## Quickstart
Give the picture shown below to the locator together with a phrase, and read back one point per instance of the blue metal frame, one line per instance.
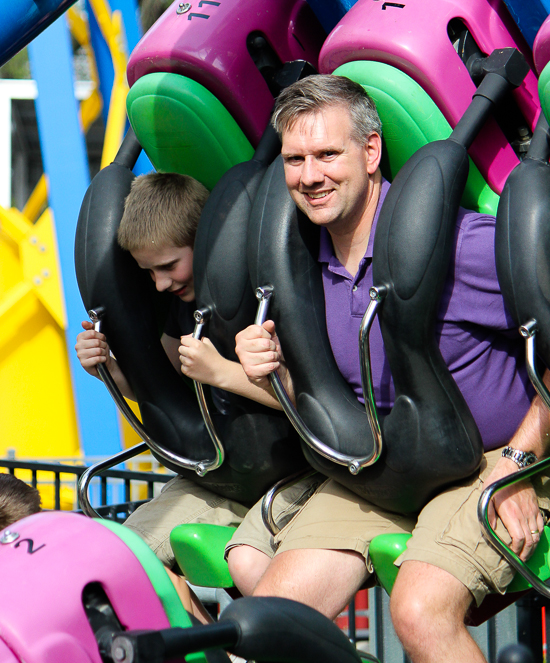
(65, 161)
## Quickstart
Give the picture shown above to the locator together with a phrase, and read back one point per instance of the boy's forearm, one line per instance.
(232, 378)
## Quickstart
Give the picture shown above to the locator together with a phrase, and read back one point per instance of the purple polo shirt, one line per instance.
(477, 336)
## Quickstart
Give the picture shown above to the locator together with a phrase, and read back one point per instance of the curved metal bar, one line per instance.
(529, 331)
(377, 295)
(491, 535)
(201, 318)
(94, 470)
(269, 498)
(135, 423)
(353, 463)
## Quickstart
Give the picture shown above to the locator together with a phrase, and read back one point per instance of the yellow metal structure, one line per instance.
(36, 408)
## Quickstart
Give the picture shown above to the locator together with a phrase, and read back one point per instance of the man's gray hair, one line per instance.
(315, 93)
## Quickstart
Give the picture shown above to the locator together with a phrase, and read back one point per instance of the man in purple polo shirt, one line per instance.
(331, 148)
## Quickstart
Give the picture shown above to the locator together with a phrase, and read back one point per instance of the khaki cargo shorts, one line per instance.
(181, 501)
(446, 533)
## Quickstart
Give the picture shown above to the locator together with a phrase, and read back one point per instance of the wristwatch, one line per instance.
(521, 458)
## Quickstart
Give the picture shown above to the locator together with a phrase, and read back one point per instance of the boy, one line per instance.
(17, 500)
(158, 227)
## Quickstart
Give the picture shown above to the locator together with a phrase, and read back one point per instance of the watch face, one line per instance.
(521, 458)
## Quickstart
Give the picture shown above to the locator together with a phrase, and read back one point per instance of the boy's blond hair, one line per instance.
(17, 500)
(161, 209)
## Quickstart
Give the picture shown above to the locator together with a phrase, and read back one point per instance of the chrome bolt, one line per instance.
(9, 536)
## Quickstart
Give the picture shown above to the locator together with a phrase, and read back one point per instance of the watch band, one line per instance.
(521, 458)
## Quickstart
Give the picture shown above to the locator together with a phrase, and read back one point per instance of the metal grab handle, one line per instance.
(377, 295)
(493, 538)
(529, 331)
(269, 498)
(354, 464)
(94, 470)
(201, 318)
(135, 423)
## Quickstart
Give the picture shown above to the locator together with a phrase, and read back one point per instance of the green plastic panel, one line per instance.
(199, 550)
(383, 551)
(183, 128)
(539, 563)
(410, 119)
(386, 548)
(544, 91)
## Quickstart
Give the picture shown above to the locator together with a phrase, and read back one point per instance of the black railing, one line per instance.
(112, 511)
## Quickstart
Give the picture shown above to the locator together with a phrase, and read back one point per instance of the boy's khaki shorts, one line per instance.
(182, 501)
(446, 533)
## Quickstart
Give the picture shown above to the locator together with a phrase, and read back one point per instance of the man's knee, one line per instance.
(427, 601)
(246, 566)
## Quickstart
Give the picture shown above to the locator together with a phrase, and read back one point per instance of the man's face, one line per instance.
(328, 173)
(170, 267)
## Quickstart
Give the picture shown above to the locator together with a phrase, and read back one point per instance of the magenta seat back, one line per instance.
(208, 44)
(414, 38)
(541, 46)
(42, 575)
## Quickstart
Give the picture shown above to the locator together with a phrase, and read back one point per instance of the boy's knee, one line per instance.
(246, 566)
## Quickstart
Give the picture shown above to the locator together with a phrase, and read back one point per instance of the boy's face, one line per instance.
(170, 267)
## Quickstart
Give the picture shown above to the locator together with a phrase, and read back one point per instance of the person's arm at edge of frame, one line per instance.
(517, 505)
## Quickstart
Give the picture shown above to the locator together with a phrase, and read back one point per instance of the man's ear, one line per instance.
(373, 148)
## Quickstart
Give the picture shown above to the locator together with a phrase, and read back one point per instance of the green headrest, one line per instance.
(184, 129)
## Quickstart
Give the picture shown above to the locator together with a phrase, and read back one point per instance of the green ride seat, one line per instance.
(386, 548)
(411, 119)
(184, 128)
(199, 551)
(175, 612)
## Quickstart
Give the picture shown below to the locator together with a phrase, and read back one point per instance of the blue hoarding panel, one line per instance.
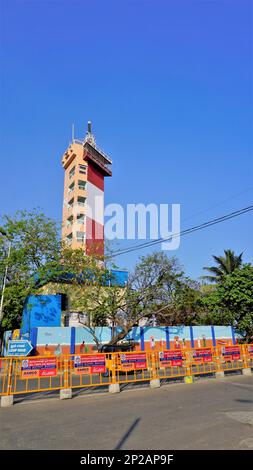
(41, 310)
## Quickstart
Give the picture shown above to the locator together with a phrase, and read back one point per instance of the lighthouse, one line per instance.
(85, 167)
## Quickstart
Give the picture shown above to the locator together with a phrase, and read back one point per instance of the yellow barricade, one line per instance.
(32, 374)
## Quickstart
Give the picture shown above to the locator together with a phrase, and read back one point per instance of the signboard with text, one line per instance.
(19, 347)
(250, 350)
(201, 355)
(133, 361)
(231, 353)
(34, 368)
(172, 357)
(89, 364)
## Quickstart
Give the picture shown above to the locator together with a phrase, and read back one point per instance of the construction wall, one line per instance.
(75, 340)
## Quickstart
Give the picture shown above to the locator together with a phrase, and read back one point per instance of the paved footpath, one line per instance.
(210, 414)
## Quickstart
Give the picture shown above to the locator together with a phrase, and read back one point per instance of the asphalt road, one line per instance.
(209, 414)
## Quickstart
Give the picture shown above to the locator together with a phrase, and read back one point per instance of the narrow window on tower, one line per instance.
(71, 203)
(82, 169)
(81, 201)
(81, 185)
(71, 172)
(80, 236)
(80, 219)
(69, 221)
(69, 239)
(71, 188)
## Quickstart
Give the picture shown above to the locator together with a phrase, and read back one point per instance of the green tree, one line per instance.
:::
» **Stated problem**
Skipping the pictures, transcribe each line above exactly as it appears.

» **Written response**
## Quickstart
Give the picture shown below to the locator together with a phrase, and read back one point per instance of the blue metal frame, one line per instance.
(65, 161)
## Quickstart
Give the picture shown above to the locator together with a phrase, and read back one point per instance of the boy's forearm, one line per instance.
(232, 378)
## Quickstart
Give the picture shown above to the locator together with a phrase, and read back one point per instance of the purple polo shirt, one line per instance.
(477, 336)
## Quickstart
Give the picture shown above to the locator together with a phrase, and read back one point per instance of the curved metal bar, one line per instance.
(529, 331)
(377, 295)
(491, 535)
(201, 318)
(94, 470)
(269, 498)
(135, 423)
(353, 463)
## Quickstart
Give the picture shown above to the locator together with a phrase, and read back one point per instance of the yellow metal structure, one line per instance.
(36, 408)
## Quickstart
Give the picture shown above to the locator together with a phrase, and read back one point per instance of the man's gray hair, one line per instance.
(315, 93)
## Quickstart
Give the picture shown above to the locator together with a phrase, and read back one point per instance of the man in purple polo shirt, one line per instance.
(331, 148)
## Quickstart
Give the picture shown above to the locator together with a phrase, and read back one point per instance of the khaki cargo shorts, one line per instance.
(181, 501)
(446, 533)
## Quickstart
Give the picture shown above to the locator together with a phrase, and read back one point per instance of the wristwatch, one line per instance.
(521, 458)
## Quickstart
Give the picture shown above to the locator together with a phrase, and read back one point per instance of the boy, one line per instance.
(17, 500)
(158, 227)
## Quickstart
Give the picture shown above to the locator together with a phrase, and read back one point per instance of the watch face, one line per instance.
(521, 458)
## Quickstart
Give the picture shown above to the locator together with a phrase, and read back one point per instance of the boy's blond hair, one line per instance.
(17, 500)
(161, 209)
## Quickstart
Give the picture shown above to the locator together with a phrase, and read back one point per instance of the chrome bolt, one line per instance.
(9, 536)
## Quickstart
Give the picture shown above to the locator together with a phrase, and read back one point per instance of the watch band, one line per instance.
(521, 458)
## Quickstart
Give the picture shown above to the locator together with a phrase, and read back one point per instance of the metal grab handle, one line per instance.
(377, 295)
(493, 538)
(529, 331)
(269, 498)
(354, 464)
(94, 470)
(201, 318)
(135, 423)
## Quickstart
Give the picture shown above to the locator together with a phrase, and read back one point per instance of the green plastic panel, one line per instance.
(199, 550)
(383, 551)
(183, 128)
(539, 563)
(410, 119)
(386, 548)
(544, 91)
## Quickstart
Give the picture shown above to the locator together with a phrase, and read back one point per instance of the black railing, one line per instance.
(112, 511)
## Quickstart
Give the picture shown above to the locator together with a phrase, and read back one point per instance of the boy's khaki shorts, one line per instance.
(182, 501)
(446, 533)
## Quickstart
Give the picture shown above to the locator together with a phrase, and read back one point per instance of the man's knee, one line per instance.
(427, 601)
(246, 566)
## Quickstart
Give the picture shown above to the locator together with a phrase, and read back one point per instance of the man's face, one line per instance.
(328, 173)
(170, 267)
## Quickstart
Give the picture shown above to the locator together with a phrase, and read back one point per instance of the magenta seat back, one line per instance.
(208, 44)
(414, 38)
(541, 46)
(42, 575)
## Quickstart
Give the picture shown above to the locator together with a phrase, and read back one point per instance of the boy's knee, one line per instance.
(246, 566)
## Quickstart
Give the picture shown above to the locator together with a phrase, and read back one point per instance of the boy's face, one line per instance.
(170, 267)
## Quickstart
Give the picture shown above to the locator together with a phrase, and read back one point per instance of the person's arm at edge of frame, one line per instance.
(517, 505)
## Quickstart
Give the picture shown above to the locator together with a phrase, and read back one point per instance of the man's ear, one line per instance.
(373, 148)
## Quickstart
Give the picture shown above to the locator together with a phrase, and read back one point per instance of the green headrest, one line per instance.
(184, 129)
## Quickstart
Give the picture shown above to the locator together with a phrase, and read back one point per instance of the green ride seat, one line per instance.
(386, 548)
(411, 119)
(184, 128)
(199, 551)
(175, 612)
## Quickstart
Give the picture shown below to the locator together with a phrase, and read back one point per instance of the blue hoarding panel, one line per instance.
(41, 310)
## Quickstart
Give the picture shown above to the locator together with a phrase, and read back one point per instance of the lighthouse, one line per instance.
(85, 167)
## Quickstart
Give the picture shown above to the locator together with a phrase, and read back one point per instance of the yellow barricade, one line per instance.
(32, 374)
## Quickstart
Give the picture shown above to the locator together with a phrase, and read back one point per instance of the signboard with text, one line per instance.
(19, 347)
(250, 350)
(201, 355)
(133, 361)
(231, 353)
(34, 368)
(172, 357)
(89, 364)
## Quickstart
Give the picture shown above to the locator together with a phrase, and read back one point per instance of the construction wall, one line per instance.
(75, 340)
## Quickstart
Give the picture shown above to the locator together with a phrase, and read back one point per instance of the paved footpath, one line per instance.
(210, 414)
## Quickstart
Give the picture shown above to the locator together with a phrase, and read back one point per instance of the asphalt road, one line per instance.
(209, 414)
## Quickstart
Give the picture shown above to the locator together with a phrase, and read back one point per instance of the narrow window on tower, one line per instance.
(71, 203)
(82, 169)
(81, 201)
(81, 185)
(71, 172)
(80, 236)
(80, 219)
(69, 221)
(69, 239)
(71, 188)
## Quickstart
Give the picture shown above to the locator together with a phrase, and read back one point per instance of the green tree, one line per instance.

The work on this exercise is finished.